===== INPUT

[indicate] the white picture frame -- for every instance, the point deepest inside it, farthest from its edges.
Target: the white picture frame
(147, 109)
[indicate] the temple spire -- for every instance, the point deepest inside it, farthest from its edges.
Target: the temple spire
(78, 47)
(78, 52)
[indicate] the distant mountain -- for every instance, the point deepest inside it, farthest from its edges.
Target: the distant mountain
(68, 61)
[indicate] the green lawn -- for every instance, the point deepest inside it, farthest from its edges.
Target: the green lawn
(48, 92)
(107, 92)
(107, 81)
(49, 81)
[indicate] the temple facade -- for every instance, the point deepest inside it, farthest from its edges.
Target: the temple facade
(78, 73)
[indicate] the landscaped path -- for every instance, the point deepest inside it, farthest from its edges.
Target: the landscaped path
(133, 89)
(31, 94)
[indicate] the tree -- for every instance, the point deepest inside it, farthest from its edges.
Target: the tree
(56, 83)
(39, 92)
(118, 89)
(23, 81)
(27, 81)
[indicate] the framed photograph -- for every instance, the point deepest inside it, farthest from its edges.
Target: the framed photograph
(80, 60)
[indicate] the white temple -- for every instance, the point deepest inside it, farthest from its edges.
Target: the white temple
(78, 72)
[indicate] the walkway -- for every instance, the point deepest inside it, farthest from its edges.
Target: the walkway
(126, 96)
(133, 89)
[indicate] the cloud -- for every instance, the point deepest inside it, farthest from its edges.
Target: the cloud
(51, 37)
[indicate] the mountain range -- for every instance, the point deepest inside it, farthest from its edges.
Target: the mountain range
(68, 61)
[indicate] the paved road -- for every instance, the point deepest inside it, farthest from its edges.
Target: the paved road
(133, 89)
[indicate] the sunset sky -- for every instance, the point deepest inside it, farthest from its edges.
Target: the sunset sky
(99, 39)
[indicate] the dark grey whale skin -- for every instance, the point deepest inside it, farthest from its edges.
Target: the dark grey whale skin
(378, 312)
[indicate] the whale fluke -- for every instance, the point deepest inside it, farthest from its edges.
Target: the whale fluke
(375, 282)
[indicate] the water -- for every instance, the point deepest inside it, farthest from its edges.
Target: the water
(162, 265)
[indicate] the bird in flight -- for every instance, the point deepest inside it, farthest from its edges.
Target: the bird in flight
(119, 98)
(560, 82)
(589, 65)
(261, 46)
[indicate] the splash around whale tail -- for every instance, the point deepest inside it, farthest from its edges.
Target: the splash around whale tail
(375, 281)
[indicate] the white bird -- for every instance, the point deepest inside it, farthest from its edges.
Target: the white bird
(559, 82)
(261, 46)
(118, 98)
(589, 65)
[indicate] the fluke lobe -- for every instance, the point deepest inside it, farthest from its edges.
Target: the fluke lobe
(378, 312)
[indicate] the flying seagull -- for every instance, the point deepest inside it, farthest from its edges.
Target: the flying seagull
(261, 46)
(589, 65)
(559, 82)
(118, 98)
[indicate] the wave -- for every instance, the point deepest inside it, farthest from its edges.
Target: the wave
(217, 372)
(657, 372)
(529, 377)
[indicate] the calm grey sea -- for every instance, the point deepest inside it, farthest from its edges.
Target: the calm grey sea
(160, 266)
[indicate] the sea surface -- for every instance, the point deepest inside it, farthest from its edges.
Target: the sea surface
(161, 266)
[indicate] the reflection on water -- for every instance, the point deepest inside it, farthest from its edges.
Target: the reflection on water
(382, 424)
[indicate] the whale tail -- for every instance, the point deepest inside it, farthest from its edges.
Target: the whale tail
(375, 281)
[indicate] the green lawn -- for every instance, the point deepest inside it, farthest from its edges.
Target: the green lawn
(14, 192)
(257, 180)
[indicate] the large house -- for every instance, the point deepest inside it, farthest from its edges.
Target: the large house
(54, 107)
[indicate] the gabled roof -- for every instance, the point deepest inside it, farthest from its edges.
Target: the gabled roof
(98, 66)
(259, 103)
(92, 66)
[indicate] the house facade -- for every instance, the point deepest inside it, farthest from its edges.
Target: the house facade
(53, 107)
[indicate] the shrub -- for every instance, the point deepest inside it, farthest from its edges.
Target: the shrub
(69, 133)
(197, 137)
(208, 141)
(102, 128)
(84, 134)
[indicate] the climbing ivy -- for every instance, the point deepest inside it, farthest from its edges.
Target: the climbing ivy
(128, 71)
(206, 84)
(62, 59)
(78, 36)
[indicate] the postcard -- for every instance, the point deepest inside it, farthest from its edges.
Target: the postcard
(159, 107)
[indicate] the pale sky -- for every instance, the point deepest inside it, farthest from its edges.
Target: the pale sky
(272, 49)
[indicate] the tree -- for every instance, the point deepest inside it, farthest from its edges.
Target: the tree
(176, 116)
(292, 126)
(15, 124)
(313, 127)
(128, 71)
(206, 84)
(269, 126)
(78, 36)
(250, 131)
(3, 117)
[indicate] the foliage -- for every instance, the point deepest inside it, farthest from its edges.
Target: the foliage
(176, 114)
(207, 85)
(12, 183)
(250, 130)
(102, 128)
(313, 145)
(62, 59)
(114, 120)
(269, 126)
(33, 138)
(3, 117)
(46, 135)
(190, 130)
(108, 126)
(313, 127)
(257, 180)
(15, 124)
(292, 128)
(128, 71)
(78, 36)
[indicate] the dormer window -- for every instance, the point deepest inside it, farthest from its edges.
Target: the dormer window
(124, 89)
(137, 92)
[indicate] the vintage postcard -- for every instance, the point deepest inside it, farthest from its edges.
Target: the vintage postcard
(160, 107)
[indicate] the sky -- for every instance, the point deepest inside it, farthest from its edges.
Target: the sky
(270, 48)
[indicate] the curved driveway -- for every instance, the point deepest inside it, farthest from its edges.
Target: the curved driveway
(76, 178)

==========

THE REQUEST
Print exactly the lines from the one with "[indicate] the climbing" through the end of the data, inclusive.

WRITTEN RESPONSE
[indicate] the climbing ivy -- for every instance, the point deepest inside it, farthest from its edges.
Target: the climbing ivy
(128, 71)
(206, 84)
(62, 59)
(78, 36)
[indicate] the postcard -- for every instance, the point deepest inside it, farthest from its edges.
Target: the postcard
(159, 107)
[indicate] the pale sky -- for every instance, the point deepest inside it, farthest from its edges.
Target: the pale sky
(272, 49)
[indicate] the tree -- for every instance, the point deepest inside it, farthest from its edges.
Target: the tree
(176, 116)
(292, 126)
(15, 124)
(313, 127)
(128, 71)
(206, 84)
(269, 126)
(78, 36)
(250, 131)
(3, 117)
[indicate] the foliage -- for every instance, the point deepest inside it, farthest from its edges.
Target: the foliage
(176, 114)
(207, 85)
(12, 183)
(250, 130)
(102, 128)
(313, 145)
(62, 59)
(114, 120)
(269, 126)
(33, 138)
(3, 117)
(46, 135)
(190, 130)
(108, 126)
(313, 127)
(257, 180)
(15, 124)
(292, 128)
(128, 71)
(78, 36)
[indicate] the dormer window -- for every instance, the point deepest inside it, farthest from its edges.
Target: the dormer window
(124, 89)
(137, 92)
[indicate] the vintage postcard -- for every instance, the point deepest inside it, farthest from its edges.
Target: the vintage postcard
(160, 107)
[indicate] the sky -- for every instance, the point deepest inside it, farthest from its edges.
Target: the sky
(270, 48)
[indicate] the curved driveway -- for every instance, the point deepest inside it, farthest from its edges.
Target: the curved driveway
(76, 178)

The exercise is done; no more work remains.